* EXERCISE TASK
Can you print the listing below line by line, from the first entry to the last, without changing a single character?

START RECORDS FOR THIS TASK

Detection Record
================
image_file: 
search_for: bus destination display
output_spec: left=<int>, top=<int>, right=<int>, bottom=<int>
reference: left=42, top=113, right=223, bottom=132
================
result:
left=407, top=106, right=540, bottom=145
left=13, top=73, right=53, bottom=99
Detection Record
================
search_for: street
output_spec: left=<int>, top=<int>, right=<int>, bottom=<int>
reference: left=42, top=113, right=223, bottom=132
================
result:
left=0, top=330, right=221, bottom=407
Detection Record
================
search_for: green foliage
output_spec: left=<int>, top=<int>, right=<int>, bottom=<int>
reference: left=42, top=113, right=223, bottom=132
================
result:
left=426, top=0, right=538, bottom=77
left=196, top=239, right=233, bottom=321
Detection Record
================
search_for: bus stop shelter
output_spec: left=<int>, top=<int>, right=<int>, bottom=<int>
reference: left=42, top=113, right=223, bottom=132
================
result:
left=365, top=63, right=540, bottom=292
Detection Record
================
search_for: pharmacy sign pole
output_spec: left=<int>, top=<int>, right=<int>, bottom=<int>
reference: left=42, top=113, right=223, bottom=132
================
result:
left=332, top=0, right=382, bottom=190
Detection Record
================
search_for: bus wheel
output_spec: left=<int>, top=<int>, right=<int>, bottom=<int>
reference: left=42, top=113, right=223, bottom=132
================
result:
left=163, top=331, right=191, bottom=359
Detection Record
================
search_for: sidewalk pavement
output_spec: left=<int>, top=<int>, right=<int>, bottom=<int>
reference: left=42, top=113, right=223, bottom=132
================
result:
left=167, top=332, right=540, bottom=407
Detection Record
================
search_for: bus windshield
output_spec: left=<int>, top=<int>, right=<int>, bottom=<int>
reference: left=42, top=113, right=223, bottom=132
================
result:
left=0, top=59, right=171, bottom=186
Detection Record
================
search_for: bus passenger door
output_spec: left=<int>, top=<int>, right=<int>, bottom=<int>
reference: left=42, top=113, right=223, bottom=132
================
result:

END RECORDS FOR THIS TASK

* THE COMPLETED TASK
Detection Record
================
image_file: 
search_for: bus destination display
output_spec: left=<int>, top=<int>, right=<int>, bottom=<int>
reference: left=42, top=113, right=223, bottom=132
================
result:
left=407, top=106, right=540, bottom=145
left=13, top=73, right=53, bottom=99
Detection Record
================
search_for: street
output_spec: left=<int>, top=<int>, right=<int>, bottom=<int>
reference: left=42, top=113, right=223, bottom=132
================
result:
left=0, top=330, right=221, bottom=407
Detection Record
================
search_for: green foliage
output_spec: left=<int>, top=<int>, right=<int>, bottom=<int>
reference: left=42, top=113, right=223, bottom=132
================
result:
left=426, top=0, right=538, bottom=77
left=196, top=239, right=233, bottom=321
Detection Record
================
search_for: bus stop shelter
output_spec: left=<int>, top=<int>, right=<int>, bottom=<int>
reference: left=42, top=113, right=223, bottom=132
================
result:
left=365, top=63, right=540, bottom=292
Detection Record
================
search_for: pharmacy sign pole
output_spec: left=<int>, top=<int>, right=<int>, bottom=<int>
reference: left=42, top=113, right=223, bottom=132
================
result:
left=332, top=0, right=382, bottom=190
Detection Record
================
search_for: bus wheel
output_spec: left=<int>, top=<int>, right=<int>, bottom=<int>
reference: left=42, top=113, right=223, bottom=132
================
result:
left=163, top=331, right=191, bottom=359
Detection Record
================
search_for: sidewalk pavement
output_spec: left=<int>, top=<int>, right=<int>, bottom=<int>
reference: left=42, top=113, right=223, bottom=132
================
result:
left=167, top=332, right=540, bottom=407
Detection Record
================
search_for: bus windshield
output_spec: left=<int>, top=<int>, right=<int>, bottom=<int>
reference: left=42, top=113, right=223, bottom=132
================
result:
left=0, top=59, right=171, bottom=186
Detection Record
================
search_for: bus passenger door
output_spec: left=<int>, top=<int>, right=<int>, bottom=<int>
reference: left=42, top=113, right=223, bottom=132
================
result:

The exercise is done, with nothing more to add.